● **Instructions for the task**: Write the listing out again, all of it, word for word.

═════ Given records

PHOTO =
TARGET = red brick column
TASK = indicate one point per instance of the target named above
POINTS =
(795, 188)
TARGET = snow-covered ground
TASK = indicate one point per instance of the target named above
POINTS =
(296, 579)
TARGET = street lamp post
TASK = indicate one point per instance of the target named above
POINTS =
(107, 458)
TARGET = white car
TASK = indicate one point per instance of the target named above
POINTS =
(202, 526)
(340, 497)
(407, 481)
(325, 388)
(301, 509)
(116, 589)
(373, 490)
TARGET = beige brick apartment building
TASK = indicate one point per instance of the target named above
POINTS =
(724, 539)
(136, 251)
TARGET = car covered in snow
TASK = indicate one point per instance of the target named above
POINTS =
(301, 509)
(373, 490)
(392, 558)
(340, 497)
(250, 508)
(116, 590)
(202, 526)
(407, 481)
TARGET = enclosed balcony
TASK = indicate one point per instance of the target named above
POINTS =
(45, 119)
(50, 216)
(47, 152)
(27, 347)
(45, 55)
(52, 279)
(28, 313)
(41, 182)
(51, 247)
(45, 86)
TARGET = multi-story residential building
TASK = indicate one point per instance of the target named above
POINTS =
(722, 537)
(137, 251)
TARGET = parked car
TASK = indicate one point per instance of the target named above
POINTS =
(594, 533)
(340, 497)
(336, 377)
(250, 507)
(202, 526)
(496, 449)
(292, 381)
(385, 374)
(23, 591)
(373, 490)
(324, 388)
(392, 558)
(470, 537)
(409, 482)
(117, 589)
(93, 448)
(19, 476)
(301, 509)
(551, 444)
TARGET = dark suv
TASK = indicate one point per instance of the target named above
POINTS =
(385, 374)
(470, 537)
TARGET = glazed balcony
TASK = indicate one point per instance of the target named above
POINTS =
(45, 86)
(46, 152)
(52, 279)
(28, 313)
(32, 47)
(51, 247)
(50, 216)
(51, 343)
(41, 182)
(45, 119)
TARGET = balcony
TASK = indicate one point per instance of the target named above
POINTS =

══════════

● **Finished task**:
PHOTO =
TARGET = red brick column
TASK = indicate one point per instance of the target named above
POINTS =
(795, 188)
TARGET = snow-covered ground
TASK = indicate one point per instance of the target named above
POINTS =
(296, 579)
TARGET = street lamp post
TASK = indicate one point per instance of the target named above
POINTS =
(107, 458)
TARGET = white car
TASK = indicate one point per instance of the target named above
POINTS =
(202, 526)
(340, 497)
(407, 481)
(325, 388)
(301, 509)
(116, 589)
(373, 490)
TARGET = beige brick apartment building
TASK = indicate one point per instance of the target named above
POINTS =
(724, 539)
(136, 251)
TARGET = car covered in snow
TASK = indicate one point per instance of the target named above
POINTS =
(301, 509)
(373, 490)
(392, 558)
(340, 497)
(250, 508)
(116, 590)
(202, 526)
(407, 481)
TARGET = enclosed balcony
TASK = indicate one point per instance of the target named above
POINTS =
(45, 119)
(50, 216)
(47, 152)
(27, 347)
(45, 55)
(52, 279)
(28, 313)
(41, 182)
(51, 247)
(45, 86)
TARGET = multi-story residential building
TASK = indicate one point per instance of the target named above
POINTS =
(722, 537)
(137, 251)
TARGET = parked car
TASK = indicate one point per instance of the target named above
POINTS =
(594, 533)
(340, 497)
(336, 377)
(250, 507)
(202, 526)
(496, 449)
(292, 381)
(385, 374)
(23, 591)
(373, 490)
(324, 388)
(392, 558)
(470, 537)
(409, 482)
(117, 589)
(93, 448)
(19, 476)
(301, 509)
(551, 444)
TARGET = dark suv
TASK = indicate one point per instance of the target named above
POINTS =
(385, 374)
(470, 537)
TARGET = glazed balcony
TASK = indicate one point per instance of the target named above
POINTS =
(45, 86)
(46, 152)
(52, 279)
(28, 313)
(32, 47)
(51, 247)
(50, 216)
(51, 343)
(41, 182)
(45, 119)
TARGET = balcony
TASK = indicate one point per instance of the target named above
POINTS =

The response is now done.